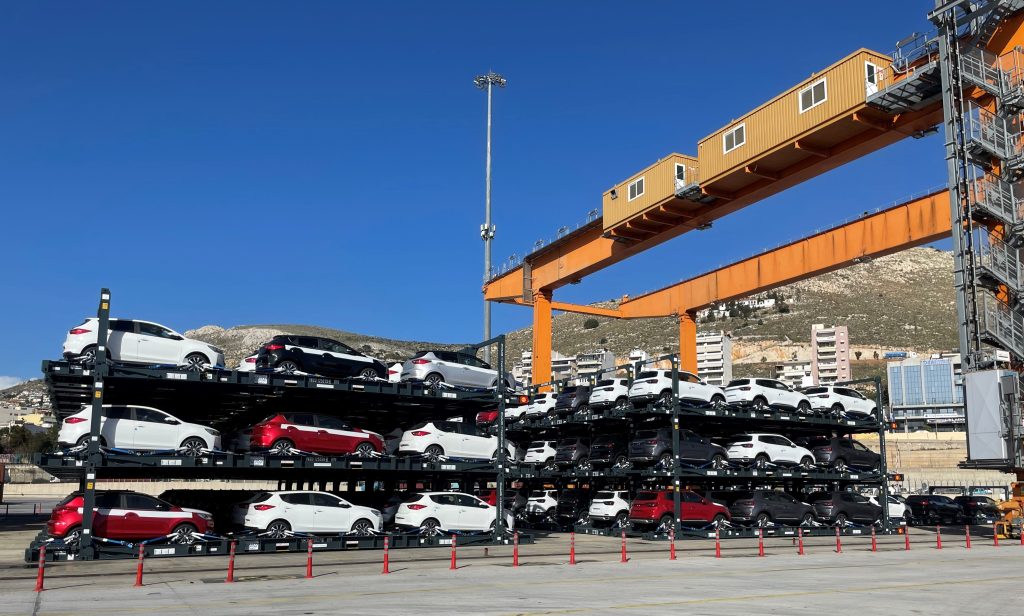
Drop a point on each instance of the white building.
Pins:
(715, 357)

__________

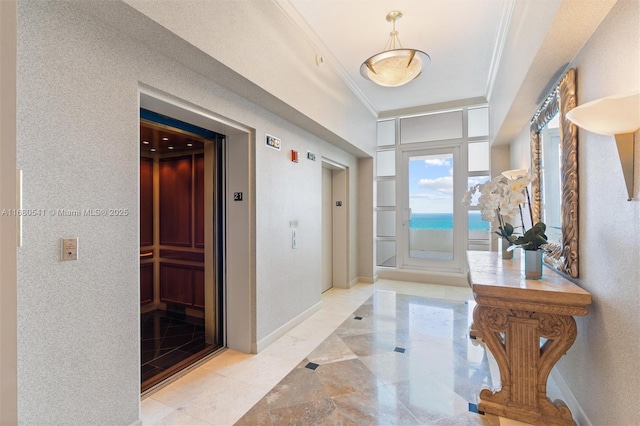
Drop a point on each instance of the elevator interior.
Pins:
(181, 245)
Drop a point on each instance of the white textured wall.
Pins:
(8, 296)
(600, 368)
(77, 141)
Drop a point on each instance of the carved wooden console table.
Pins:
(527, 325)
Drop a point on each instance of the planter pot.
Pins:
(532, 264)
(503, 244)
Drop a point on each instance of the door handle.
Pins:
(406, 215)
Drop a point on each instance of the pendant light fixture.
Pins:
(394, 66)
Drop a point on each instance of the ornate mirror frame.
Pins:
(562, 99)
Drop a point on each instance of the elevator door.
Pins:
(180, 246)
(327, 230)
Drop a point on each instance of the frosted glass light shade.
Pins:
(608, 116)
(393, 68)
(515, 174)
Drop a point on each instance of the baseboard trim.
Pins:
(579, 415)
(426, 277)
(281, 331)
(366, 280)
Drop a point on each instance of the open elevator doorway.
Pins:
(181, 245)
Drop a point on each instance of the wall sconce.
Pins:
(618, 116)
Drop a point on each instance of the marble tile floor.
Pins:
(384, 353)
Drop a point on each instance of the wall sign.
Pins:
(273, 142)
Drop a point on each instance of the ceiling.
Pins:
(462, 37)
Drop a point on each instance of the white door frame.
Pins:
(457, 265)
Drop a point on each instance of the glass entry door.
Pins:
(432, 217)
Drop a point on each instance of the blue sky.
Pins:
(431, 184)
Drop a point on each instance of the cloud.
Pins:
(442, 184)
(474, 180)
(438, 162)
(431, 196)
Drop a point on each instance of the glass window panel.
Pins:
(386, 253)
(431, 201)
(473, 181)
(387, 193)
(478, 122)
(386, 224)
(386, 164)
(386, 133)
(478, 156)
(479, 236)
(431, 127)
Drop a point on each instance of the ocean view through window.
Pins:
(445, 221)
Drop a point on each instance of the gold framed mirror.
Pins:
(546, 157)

__________

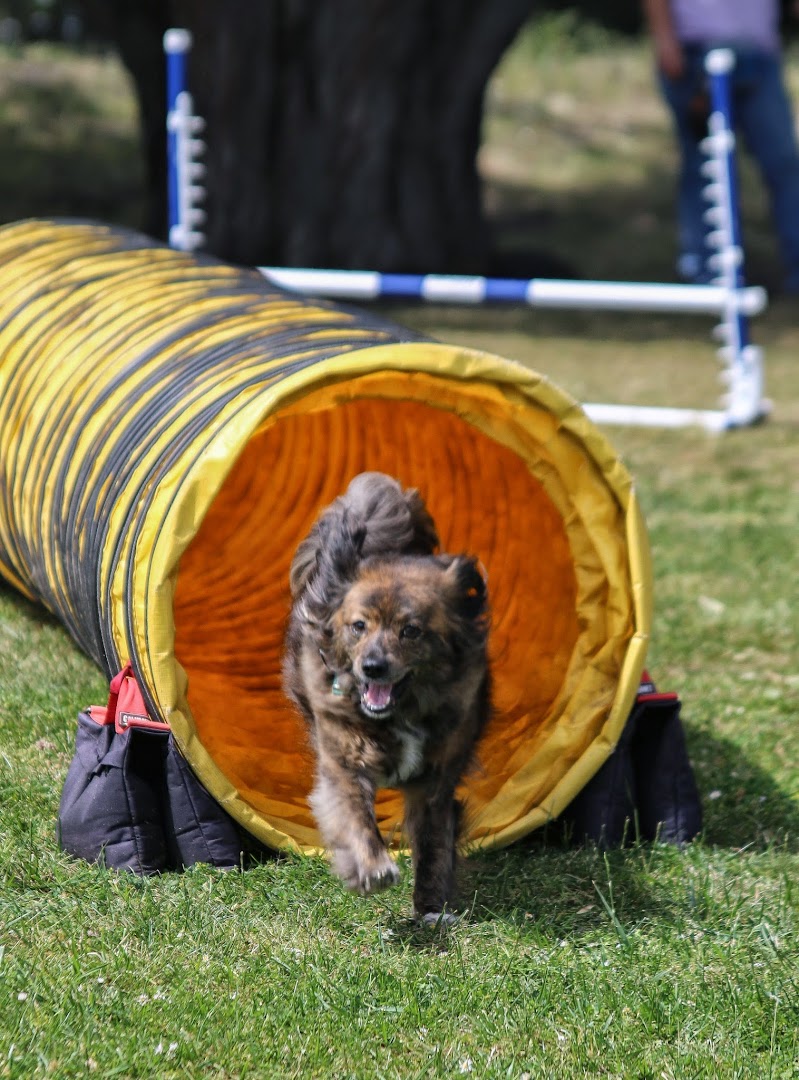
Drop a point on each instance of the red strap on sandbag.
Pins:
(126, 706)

__________

• Objective: Locate each line in the entries above that contains the string "mirror", treating uppercase and lowercase as different, and copy those lines out.

• Expected answer:
Drop a point on each instance of the ornate mirror frame.
Drop a point on each instance of the gold framed mirror.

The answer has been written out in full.